- Given task -
Reproduce each of the following rows verbatim, without any change.

- Material -
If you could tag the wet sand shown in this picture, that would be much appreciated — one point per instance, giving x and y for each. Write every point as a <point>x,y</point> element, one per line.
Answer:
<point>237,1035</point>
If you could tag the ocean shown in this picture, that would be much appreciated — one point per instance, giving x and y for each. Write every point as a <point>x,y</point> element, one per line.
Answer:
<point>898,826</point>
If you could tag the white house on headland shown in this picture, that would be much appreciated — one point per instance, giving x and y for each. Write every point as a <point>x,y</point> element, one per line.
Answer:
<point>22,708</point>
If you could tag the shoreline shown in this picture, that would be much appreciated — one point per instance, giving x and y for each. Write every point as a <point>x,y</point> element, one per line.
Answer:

- Worked solution -
If you could tag the wet sand shown in this picture, that would be much appreciated — one point per instance, giving x and y for each. Write every point as a <point>x,y</point> element, one per line.
Answer:
<point>237,1035</point>
If you could tag the ocean shown in this picture, that would be much appreciated — one point per instance, giving x and y for each. Write every point as a <point>x,y</point> element, one per line.
Answer:
<point>898,826</point>
If you could tag the white house on headland shown in this picture, that would be much appreciated — one point per instance, giving x and y for each. Write every point as a <point>x,y</point> element, one per line.
Answer:
<point>22,708</point>
If you could tag the shoreline shown in this picture, that would be much appreciated — one point per instance, giving x and y for each. Write every point as a <point>x,y</point> element, one per line.
Answer:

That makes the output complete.